Rewrite the data below as a Markdown table with two columns, "No." for the row number and "Text" for the line, and leave out any blank lines.

Available records
start
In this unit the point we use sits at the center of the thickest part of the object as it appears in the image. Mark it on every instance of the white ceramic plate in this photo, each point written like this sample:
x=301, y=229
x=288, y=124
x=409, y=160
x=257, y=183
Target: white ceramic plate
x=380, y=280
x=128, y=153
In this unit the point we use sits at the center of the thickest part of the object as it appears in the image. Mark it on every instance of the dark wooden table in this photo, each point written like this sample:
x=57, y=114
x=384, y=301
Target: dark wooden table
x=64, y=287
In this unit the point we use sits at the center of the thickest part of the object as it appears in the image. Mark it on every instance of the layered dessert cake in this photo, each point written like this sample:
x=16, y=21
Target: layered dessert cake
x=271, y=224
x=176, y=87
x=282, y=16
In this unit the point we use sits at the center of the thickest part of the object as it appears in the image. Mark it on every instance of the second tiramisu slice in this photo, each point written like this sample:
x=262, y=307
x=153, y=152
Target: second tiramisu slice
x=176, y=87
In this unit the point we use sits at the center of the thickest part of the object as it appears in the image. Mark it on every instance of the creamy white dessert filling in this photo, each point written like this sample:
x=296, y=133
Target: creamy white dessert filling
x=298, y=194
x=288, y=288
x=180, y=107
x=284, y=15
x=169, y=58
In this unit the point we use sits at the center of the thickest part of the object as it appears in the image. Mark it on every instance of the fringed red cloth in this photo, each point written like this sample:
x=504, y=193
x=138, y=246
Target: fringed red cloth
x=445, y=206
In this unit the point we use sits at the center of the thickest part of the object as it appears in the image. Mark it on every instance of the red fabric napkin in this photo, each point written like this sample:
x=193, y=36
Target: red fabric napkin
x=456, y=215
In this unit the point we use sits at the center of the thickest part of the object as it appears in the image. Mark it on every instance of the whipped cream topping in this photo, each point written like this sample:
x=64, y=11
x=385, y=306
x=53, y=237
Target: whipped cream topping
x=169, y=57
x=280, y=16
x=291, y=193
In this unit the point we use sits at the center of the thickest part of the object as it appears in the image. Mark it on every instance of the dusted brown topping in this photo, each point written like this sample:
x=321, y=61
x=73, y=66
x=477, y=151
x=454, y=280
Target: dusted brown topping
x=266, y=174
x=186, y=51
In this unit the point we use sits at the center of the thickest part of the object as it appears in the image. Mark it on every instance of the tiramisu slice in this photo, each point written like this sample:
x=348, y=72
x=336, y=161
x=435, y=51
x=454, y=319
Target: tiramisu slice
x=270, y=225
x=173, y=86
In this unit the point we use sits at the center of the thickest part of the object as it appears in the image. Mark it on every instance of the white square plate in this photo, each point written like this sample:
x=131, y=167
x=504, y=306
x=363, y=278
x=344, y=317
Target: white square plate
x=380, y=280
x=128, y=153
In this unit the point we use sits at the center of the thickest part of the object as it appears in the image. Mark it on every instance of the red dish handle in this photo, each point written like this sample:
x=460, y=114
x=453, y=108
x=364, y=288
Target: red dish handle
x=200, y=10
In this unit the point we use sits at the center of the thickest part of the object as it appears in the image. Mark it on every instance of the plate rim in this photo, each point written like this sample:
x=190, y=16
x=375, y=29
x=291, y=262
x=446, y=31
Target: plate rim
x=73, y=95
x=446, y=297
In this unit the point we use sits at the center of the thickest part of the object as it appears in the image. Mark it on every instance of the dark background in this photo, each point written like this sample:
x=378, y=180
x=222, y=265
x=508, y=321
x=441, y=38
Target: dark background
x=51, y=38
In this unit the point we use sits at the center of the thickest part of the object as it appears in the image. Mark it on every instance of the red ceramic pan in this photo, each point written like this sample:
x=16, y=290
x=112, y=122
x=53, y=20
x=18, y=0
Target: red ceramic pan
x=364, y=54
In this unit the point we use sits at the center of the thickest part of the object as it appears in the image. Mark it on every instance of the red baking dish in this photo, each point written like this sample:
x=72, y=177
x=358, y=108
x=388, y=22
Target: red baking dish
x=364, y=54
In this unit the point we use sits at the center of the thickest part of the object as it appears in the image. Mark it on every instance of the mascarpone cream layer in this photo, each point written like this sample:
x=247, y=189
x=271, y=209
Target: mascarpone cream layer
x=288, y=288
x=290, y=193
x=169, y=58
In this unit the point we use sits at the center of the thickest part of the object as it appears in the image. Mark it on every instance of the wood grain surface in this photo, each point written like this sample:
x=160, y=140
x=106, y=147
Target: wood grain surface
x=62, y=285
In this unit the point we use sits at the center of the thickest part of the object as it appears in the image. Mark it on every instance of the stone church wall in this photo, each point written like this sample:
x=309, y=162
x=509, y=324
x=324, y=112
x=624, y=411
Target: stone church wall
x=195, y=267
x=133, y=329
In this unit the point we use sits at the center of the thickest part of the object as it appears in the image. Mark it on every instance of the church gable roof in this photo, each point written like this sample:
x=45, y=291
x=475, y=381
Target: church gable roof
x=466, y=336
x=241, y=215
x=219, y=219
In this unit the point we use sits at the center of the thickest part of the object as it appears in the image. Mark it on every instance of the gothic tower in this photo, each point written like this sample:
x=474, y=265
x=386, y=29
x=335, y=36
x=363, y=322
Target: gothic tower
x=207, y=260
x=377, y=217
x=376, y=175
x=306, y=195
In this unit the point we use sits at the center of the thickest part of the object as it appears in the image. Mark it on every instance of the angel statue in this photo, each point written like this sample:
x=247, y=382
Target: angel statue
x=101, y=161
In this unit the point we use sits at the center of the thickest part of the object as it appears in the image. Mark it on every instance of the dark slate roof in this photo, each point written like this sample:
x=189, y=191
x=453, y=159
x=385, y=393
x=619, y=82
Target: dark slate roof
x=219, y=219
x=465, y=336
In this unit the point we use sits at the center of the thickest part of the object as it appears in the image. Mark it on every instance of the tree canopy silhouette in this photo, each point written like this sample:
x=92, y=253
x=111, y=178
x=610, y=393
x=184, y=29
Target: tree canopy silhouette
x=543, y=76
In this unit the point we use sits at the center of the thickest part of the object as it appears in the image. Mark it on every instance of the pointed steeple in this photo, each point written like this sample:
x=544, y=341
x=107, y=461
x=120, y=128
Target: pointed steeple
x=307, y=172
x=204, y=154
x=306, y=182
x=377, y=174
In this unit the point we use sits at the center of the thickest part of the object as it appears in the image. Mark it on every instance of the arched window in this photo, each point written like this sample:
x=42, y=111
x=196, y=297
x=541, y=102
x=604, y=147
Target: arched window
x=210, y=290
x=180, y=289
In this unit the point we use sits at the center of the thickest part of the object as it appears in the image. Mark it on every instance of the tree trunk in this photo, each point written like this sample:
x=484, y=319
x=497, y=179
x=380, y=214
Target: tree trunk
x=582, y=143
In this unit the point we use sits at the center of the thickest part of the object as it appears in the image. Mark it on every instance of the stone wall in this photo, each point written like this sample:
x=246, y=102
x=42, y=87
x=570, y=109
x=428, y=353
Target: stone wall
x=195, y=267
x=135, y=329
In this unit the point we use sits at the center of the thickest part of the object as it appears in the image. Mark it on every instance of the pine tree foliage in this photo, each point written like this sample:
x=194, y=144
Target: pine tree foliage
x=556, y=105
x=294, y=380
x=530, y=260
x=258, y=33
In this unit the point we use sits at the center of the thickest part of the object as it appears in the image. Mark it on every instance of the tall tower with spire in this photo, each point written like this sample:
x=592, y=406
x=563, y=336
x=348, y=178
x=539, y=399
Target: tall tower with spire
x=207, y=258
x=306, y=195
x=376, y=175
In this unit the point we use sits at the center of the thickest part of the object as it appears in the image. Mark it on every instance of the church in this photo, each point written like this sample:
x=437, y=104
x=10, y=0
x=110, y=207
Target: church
end
Expected output
| No. | Text |
|---|---|
| 1 | In this unit the point we use sits at the center of the thickest part of the object as it appears in the image. Mark it on every instance of the white ceramic plate in this photo, each point written like this sample: |
| 2 | x=301, y=229 |
| 3 | x=288, y=124 |
| 4 | x=409, y=160 |
| 5 | x=257, y=183 |
| 6 | Target: white ceramic plate |
| 7 | x=380, y=280 |
| 8 | x=128, y=153 |
| 9 | In this unit the point we use sits at the center of the thickest part of the object as it appears in the image. Mark it on every instance of the dark wooden table in this photo, each point written like this sample: |
| 10 | x=57, y=114 |
| 11 | x=384, y=301 |
| 12 | Target: dark wooden table |
| 13 | x=64, y=287 |
| 14 | In this unit the point we use sits at the center of the thickest part of the object as it appears in the image. Mark it on every instance of the layered dessert cake in this photo, each point written like this sample: |
| 15 | x=16, y=21 |
| 16 | Target: layered dessert cake |
| 17 | x=271, y=224 |
| 18 | x=176, y=87 |
| 19 | x=282, y=16 |
| 20 | In this unit the point we use sits at the center of the thickest part of the object as it appears in the image. Mark it on every instance of the second tiramisu slice in this photo, each point written like this sample: |
| 21 | x=262, y=307 |
| 22 | x=153, y=152 |
| 23 | Target: second tiramisu slice |
| 24 | x=176, y=87 |
| 25 | In this unit the point we use sits at the center of the thickest part of the object as it appears in the image. Mark it on every instance of the creamy white dessert filling in this photo, each point written like this sample: |
| 26 | x=296, y=133 |
| 27 | Target: creamy white dessert filling |
| 28 | x=298, y=194 |
| 29 | x=288, y=288 |
| 30 | x=180, y=107 |
| 31 | x=284, y=15 |
| 32 | x=169, y=58 |
| 33 | In this unit the point we use sits at the center of the thickest part of the object as it appears in the image. Mark it on every instance of the fringed red cloth in this photo, each point written like this sample: |
| 34 | x=504, y=193 |
| 35 | x=138, y=246 |
| 36 | Target: fringed red cloth |
| 37 | x=445, y=206 |
| 38 | In this unit the point we use sits at the center of the thickest part of the object as it appears in the image. Mark it on every instance of the red fabric napkin in this photo, each point written like this sample: |
| 39 | x=193, y=36 |
| 40 | Target: red fabric napkin |
| 41 | x=456, y=215 |
| 42 | In this unit the point we use sits at the center of the thickest part of the object as it appears in the image. Mark it on every instance of the whipped cream topping in this photo, each point written like this sample: |
| 43 | x=64, y=11 |
| 44 | x=385, y=306 |
| 45 | x=53, y=237 |
| 46 | Target: whipped cream topping |
| 47 | x=169, y=57 |
| 48 | x=280, y=16 |
| 49 | x=291, y=193 |
| 50 | In this unit the point we use sits at the center of the thickest part of the object as it appears in the image. Mark it on every instance of the dusted brown topping in this photo, each point written like this sample: |
| 51 | x=321, y=61 |
| 52 | x=73, y=66 |
| 53 | x=477, y=151 |
| 54 | x=454, y=280 |
| 55 | Target: dusted brown topping |
| 56 | x=266, y=174 |
| 57 | x=186, y=51 |
| 58 | In this unit the point we use sits at the center of the thickest part of the object as it appears in the image. Mark it on every instance of the tiramisu slice in this photo, each point written like this sample: |
| 59 | x=348, y=72 |
| 60 | x=336, y=161 |
| 61 | x=435, y=51 |
| 62 | x=454, y=319 |
| 63 | Target: tiramisu slice |
| 64 | x=270, y=225 |
| 65 | x=173, y=86 |
| 66 | In this unit the point we use sits at the center of the thickest part of the object as it appears in the image. Mark it on every instance of the white square plate in this photo, each point written like this sample: |
| 67 | x=131, y=167 |
| 68 | x=504, y=306 |
| 69 | x=363, y=278 |
| 70 | x=344, y=317 |
| 71 | Target: white square plate |
| 72 | x=380, y=280 |
| 73 | x=128, y=153 |
| 74 | In this unit the point we use sits at the center of the thickest part of the object as it appears in the image. Mark it on every instance of the red dish handle in this photo, each point written like this sample: |
| 75 | x=460, y=114 |
| 76 | x=453, y=108 |
| 77 | x=364, y=288 |
| 78 | Target: red dish handle |
| 79 | x=200, y=10 |
| 80 | In this unit the point we use sits at the center of the thickest part of the object as it appears in the image. Mark it on every instance of the plate rim in this photo, each point written like this sample: |
| 81 | x=190, y=16 |
| 82 | x=375, y=29 |
| 83 | x=291, y=262 |
| 84 | x=446, y=31 |
| 85 | Target: plate rim |
| 86 | x=73, y=95 |
| 87 | x=446, y=297 |
| 88 | In this unit the point we use sits at the center of the thickest part of the object as it appears in the image. Mark it on every instance of the dark background in this photo, each point written like this sample: |
| 89 | x=378, y=180 |
| 90 | x=222, y=265 |
| 91 | x=508, y=321 |
| 92 | x=441, y=38 |
| 93 | Target: dark background |
| 94 | x=51, y=38 |
| 95 | In this unit the point we use sits at the center of the thickest part of the object as it appears in the image. Mark it on every instance of the red ceramic pan in this photo, each point written like this sample: |
| 96 | x=16, y=290 |
| 97 | x=112, y=122 |
| 98 | x=53, y=20 |
| 99 | x=18, y=0 |
| 100 | Target: red ceramic pan |
| 101 | x=364, y=54 |
| 102 | In this unit the point we use sits at the center of the thickest part of the object as it appears in the image. Mark it on every instance of the red baking dish in this photo, each point written like this sample: |
| 103 | x=72, y=177 |
| 104 | x=358, y=108 |
| 105 | x=388, y=22 |
| 106 | Target: red baking dish |
| 107 | x=364, y=54 |
| 108 | In this unit the point we use sits at the center of the thickest part of the object as it appears in the image. Mark it on every instance of the mascarpone cream layer in this photo, each point written like this sample: |
| 109 | x=247, y=189 |
| 110 | x=271, y=209 |
| 111 | Target: mascarpone cream layer |
| 112 | x=288, y=288 |
| 113 | x=290, y=193 |
| 114 | x=169, y=58 |
| 115 | In this unit the point we use sits at the center of the thickest part of the object as it appears in the image. Mark it on every instance of the wood grain surface in this photo, each point written like this sample: |
| 116 | x=160, y=140 |
| 117 | x=106, y=147 |
| 118 | Target: wood grain surface |
| 119 | x=62, y=285 |
| 120 | In this unit the point we use sits at the center of the thickest part of the object as it appears in the image. Mark it on every instance of the stone church wall in this photo, each point written like this sample: |
| 121 | x=309, y=162 |
| 122 | x=509, y=324 |
| 123 | x=324, y=112 |
| 124 | x=624, y=411 |
| 125 | Target: stone church wall |
| 126 | x=195, y=267 |
| 127 | x=133, y=329 |
| 128 | In this unit the point we use sits at the center of the thickest part of the object as it appears in the image. Mark it on every instance of the church gable roof in this photo, each point written like this sample: |
| 129 | x=45, y=291 |
| 130 | x=475, y=381 |
| 131 | Target: church gable roof |
| 132 | x=466, y=336 |
| 133 | x=241, y=215 |
| 134 | x=219, y=219 |
| 135 | In this unit the point we use sits at the center of the thickest part of the object as it appears in the image. Mark it on every instance of the gothic tower in this photo, each point written like this sample: |
| 136 | x=474, y=265 |
| 137 | x=386, y=29 |
| 138 | x=335, y=36 |
| 139 | x=363, y=322 |
| 140 | Target: gothic tower |
| 141 | x=207, y=260 |
| 142 | x=377, y=217 |
| 143 | x=376, y=175 |
| 144 | x=306, y=195 |
| 145 | In this unit the point we use sits at the center of the thickest part of the object as it appears in the image. Mark it on every instance of the angel statue in this photo, each point written like this sample: |
| 146 | x=247, y=382 |
| 147 | Target: angel statue |
| 148 | x=101, y=161 |
| 149 | In this unit the point we use sits at the center of the thickest part of the object as it appears in the image. Mark it on every instance of the dark slate roof in this photo, each point written like this sample: |
| 150 | x=189, y=191 |
| 151 | x=453, y=159 |
| 152 | x=385, y=393 |
| 153 | x=619, y=82 |
| 154 | Target: dark slate roof |
| 155 | x=219, y=219 |
| 156 | x=465, y=336 |
| 157 | In this unit the point we use sits at the center of the thickest part of the object as it appears in the image. Mark it on every instance of the tree canopy silhouette in this photo, each point written like this sample: |
| 158 | x=92, y=253 |
| 159 | x=111, y=178 |
| 160 | x=610, y=393 |
| 161 | x=184, y=29 |
| 162 | Target: tree canopy silhouette |
| 163 | x=543, y=76 |
| 164 | In this unit the point we use sits at the center of the thickest part of the object as it appears in the image. Mark it on every instance of the pointed steeple in this photo, each point written like this sample: |
| 165 | x=544, y=341 |
| 166 | x=107, y=461 |
| 167 | x=120, y=128 |
| 168 | Target: pointed steeple |
| 169 | x=307, y=172 |
| 170 | x=204, y=154 |
| 171 | x=306, y=182 |
| 172 | x=377, y=174 |
| 173 | In this unit the point we use sits at the center of the thickest part of the object as it appears in the image. Mark it on every instance of the arched window in this photo, each point written like this sample: |
| 174 | x=42, y=111 |
| 175 | x=196, y=297 |
| 176 | x=541, y=102 |
| 177 | x=604, y=147 |
| 178 | Target: arched window |
| 179 | x=210, y=290 |
| 180 | x=180, y=289 |
| 181 | In this unit the point we use sits at the center of the thickest part of the object as it appears in the image. Mark it on every instance of the tree trunk in this photo, each point written like this sample: |
| 182 | x=484, y=319 |
| 183 | x=497, y=179 |
| 184 | x=380, y=214 |
| 185 | Target: tree trunk |
| 186 | x=582, y=143 |
| 187 | In this unit the point we use sits at the center of the thickest part of the object as it appears in the image. Mark it on every instance of the stone wall in this photo, each point written like this sample: |
| 188 | x=246, y=102 |
| 189 | x=42, y=87 |
| 190 | x=570, y=109 |
| 191 | x=428, y=353 |
| 192 | Target: stone wall |
| 193 | x=195, y=267 |
| 194 | x=135, y=329 |
| 195 | In this unit the point we use sits at the center of the thickest part of the object as it appears in the image. Mark it on every instance of the pine tree foliage in this photo, each point written like this sample: |
| 196 | x=194, y=144 |
| 197 | Target: pine tree foliage |
| 198 | x=556, y=105 |
| 199 | x=294, y=380 |
| 200 | x=530, y=260 |
| 201 | x=258, y=33 |
| 202 | In this unit the point we use sits at the center of the thickest part of the object as it appears in the image. Mark it on every instance of the tall tower with spire in this photo, each point written like this sample: |
| 203 | x=592, y=406 |
| 204 | x=563, y=336 |
| 205 | x=348, y=178 |
| 206 | x=539, y=399 |
| 207 | Target: tall tower with spire |
| 208 | x=207, y=258 |
| 209 | x=306, y=195 |
| 210 | x=376, y=175 |
| 211 | In this unit the point we use sits at the center of the thickest part of the object as it appears in the image. Mark it on every instance of the church in this photo, each point written like this sample: |
| 212 | x=437, y=104 |
| 213 | x=10, y=0 |
| 214 | x=110, y=207 |
| 215 | Target: church |